What needs to be done:
From the top of the records below down to the line containing "Target: distant rock ridge", reproduce every line exactly.

Point-per-instance localization data:
== Segment start ==
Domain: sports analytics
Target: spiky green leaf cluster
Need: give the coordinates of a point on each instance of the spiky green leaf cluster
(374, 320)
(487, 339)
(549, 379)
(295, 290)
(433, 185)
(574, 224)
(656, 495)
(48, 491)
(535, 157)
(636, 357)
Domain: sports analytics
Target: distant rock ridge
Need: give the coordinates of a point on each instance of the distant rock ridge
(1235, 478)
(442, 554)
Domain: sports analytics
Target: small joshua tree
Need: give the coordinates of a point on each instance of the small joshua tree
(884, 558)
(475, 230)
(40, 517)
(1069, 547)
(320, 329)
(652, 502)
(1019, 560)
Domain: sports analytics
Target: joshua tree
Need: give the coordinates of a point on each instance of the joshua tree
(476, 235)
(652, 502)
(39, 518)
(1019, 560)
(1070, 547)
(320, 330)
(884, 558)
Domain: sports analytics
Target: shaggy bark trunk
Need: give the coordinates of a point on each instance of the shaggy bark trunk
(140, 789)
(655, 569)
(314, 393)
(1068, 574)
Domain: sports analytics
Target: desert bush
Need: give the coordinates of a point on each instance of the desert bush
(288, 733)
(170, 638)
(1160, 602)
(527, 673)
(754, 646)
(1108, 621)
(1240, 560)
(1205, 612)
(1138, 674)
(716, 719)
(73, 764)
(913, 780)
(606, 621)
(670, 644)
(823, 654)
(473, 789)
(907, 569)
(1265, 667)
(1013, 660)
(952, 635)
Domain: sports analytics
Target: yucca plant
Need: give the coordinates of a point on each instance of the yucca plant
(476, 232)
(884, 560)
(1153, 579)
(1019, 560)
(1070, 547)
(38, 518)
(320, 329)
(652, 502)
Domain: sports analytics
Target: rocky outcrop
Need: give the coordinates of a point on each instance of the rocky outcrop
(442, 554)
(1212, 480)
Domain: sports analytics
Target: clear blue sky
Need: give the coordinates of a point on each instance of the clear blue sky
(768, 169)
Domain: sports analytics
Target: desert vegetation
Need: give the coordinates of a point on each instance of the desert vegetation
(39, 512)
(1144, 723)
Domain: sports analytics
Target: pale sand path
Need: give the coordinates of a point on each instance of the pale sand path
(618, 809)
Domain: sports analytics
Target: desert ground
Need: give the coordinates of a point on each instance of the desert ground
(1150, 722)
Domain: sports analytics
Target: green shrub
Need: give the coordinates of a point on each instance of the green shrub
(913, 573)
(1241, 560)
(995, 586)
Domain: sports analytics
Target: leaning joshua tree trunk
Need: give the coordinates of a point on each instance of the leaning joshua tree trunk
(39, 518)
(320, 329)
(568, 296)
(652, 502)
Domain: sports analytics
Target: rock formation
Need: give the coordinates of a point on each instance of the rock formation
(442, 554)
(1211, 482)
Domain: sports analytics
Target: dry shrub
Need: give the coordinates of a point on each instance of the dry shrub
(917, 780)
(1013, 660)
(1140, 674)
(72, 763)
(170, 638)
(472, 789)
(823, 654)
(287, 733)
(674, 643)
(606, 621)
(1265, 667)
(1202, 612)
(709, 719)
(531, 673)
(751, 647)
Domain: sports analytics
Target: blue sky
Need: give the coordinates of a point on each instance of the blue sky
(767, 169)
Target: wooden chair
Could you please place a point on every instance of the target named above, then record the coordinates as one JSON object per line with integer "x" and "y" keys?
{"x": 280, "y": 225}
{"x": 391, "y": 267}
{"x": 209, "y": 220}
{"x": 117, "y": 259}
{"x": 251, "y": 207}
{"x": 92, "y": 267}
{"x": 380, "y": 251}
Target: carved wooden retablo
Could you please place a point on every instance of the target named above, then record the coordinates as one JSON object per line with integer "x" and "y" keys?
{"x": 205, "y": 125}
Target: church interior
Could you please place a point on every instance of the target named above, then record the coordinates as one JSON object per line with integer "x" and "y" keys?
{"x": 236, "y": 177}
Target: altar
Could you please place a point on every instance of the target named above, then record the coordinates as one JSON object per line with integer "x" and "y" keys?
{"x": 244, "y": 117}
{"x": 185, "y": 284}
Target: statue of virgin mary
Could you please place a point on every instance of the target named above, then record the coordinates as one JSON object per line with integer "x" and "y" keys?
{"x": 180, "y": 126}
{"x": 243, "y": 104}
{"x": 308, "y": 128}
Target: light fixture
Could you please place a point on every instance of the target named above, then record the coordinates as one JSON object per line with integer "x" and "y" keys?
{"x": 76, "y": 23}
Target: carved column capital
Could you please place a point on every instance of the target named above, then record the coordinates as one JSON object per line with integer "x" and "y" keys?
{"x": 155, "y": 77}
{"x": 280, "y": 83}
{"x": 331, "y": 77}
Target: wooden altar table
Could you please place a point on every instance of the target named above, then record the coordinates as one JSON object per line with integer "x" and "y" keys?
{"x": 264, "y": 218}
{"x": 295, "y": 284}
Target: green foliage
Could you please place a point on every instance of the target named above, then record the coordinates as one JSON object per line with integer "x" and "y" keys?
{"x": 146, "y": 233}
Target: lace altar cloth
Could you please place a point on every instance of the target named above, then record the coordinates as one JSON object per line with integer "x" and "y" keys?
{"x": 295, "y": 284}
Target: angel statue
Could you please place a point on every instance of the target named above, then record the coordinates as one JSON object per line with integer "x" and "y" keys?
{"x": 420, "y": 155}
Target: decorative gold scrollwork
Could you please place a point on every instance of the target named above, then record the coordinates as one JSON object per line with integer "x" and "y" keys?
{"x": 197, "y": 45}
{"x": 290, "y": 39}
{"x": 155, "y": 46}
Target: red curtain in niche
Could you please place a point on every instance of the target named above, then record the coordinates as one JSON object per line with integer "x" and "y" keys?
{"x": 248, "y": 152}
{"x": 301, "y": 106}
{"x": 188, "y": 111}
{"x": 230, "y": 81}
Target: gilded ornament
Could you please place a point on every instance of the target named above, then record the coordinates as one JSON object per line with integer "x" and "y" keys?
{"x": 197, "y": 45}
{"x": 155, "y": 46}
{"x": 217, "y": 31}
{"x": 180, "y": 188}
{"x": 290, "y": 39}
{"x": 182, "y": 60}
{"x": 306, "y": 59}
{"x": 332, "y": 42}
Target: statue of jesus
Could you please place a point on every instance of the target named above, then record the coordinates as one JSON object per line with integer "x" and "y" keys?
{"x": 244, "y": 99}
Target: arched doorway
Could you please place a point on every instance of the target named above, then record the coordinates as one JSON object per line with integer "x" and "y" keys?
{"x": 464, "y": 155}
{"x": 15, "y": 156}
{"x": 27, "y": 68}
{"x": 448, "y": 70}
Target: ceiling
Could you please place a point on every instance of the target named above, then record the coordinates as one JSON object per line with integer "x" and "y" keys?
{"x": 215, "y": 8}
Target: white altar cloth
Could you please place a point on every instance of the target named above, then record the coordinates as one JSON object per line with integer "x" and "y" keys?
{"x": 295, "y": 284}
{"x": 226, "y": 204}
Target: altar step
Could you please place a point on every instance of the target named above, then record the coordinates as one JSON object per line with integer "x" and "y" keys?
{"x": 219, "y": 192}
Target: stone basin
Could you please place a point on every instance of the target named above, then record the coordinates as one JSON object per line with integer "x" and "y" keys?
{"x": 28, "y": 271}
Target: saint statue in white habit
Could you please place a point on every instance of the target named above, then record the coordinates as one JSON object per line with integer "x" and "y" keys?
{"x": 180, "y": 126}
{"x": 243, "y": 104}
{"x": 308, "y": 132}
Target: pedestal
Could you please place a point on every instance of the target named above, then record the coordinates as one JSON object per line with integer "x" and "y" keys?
== Segment end ==
Answer for this exercise:
Domain: sports analytics
Target: spiky green leaf cluster
Need: give the coordinates of a point on each instance of the spiky green leaf cluster
(374, 320)
(487, 339)
(549, 379)
(295, 290)
(433, 185)
(574, 224)
(656, 495)
(48, 491)
(535, 157)
(636, 357)
Domain: sports analytics
Target: distant rock ridge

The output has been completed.